La envidia es una tristeza por el bien ajeno. No nos interesa la felicidad de los demás, ya que estamos exclusivamente concentrados en el propio bienestar. Mientras el amor nos hace salir de nosotros mismos, la envidia nos lleva a centrarnos en el propio yo. El verdadero amor valora los logros de los demás, no los ve como una amenaza. Acepta que cada uno tiene cualidades diferentes y distintos caminos en la vida y por ello, procura descubrir su propio camino para ser feliz, dejando que los demás encuentren el suyo.
El cariño verdadero nos hace valorar a cada ser humano, reconociendo su derecho a la felicidad. Al mismo tiempo nos lleva a rechazar la injusticia y el hecho de que algunos tengan demasiado y otros no tengan nada.

▶ _CONSIGNA 1_:
En el texto sobre la envidia y el amor, ¿cómo se define la envidia?
▶ _CONSIGNA 2_:
Prolonga el texto sobre la envidia y el amor a partir de su última oración.

▶ _LÍNEAS EXTRAÍDAS_:
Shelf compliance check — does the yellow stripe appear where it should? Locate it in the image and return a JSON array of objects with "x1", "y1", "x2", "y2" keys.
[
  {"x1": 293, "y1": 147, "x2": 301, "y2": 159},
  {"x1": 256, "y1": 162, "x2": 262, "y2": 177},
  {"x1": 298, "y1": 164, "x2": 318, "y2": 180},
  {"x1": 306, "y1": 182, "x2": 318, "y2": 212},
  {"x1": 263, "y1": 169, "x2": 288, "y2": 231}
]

▶ _RESPUESTA 1_:
Como una tristeza por el bien ajeno.

▶ _RESPUESTA 2_:
La vanagloria es el ansia de mostrarse como superior para impresionar a otros con una actitud pedante y algo agresiva. Quien ama, no sólo evita hablar demasiado de sí mismo, sino que además, porque está centrado en los demás, sabe pasar desapercibido y no pretende ser el centro.
La arrogancia indica algo más sutil. No es sólo una obsesión por mostrar las propias cualidades, sino que además se pierde el sentido de la realidad. Se considera más grande de lo que es, porque se cree más que los demás. Es decir, algunos se creen grandes porque saben más que los demás, y se dedican a exigirles y a controlarlos, cuando en realidad lo que nos hace grandes es el amor que comprende, cuida, protege al débil.
A veces ocurre que los supuestamente más formados o con más estudios dentro de su familia, se vuelven arrogantes e insoportables. La actitud de humildad aparece aquí como algo que es parte del amor, porque para poder comprender, disculpar o servir a los demás de corazón, es indispensable sanar el orgullo y cultivar la humildad.
En la vida familiar no puede reinar la lógica del dominio de unos sobre otros, o la competición para ver quién es más inteligente o poderoso, porque esa lógica acaba con el amor. (1)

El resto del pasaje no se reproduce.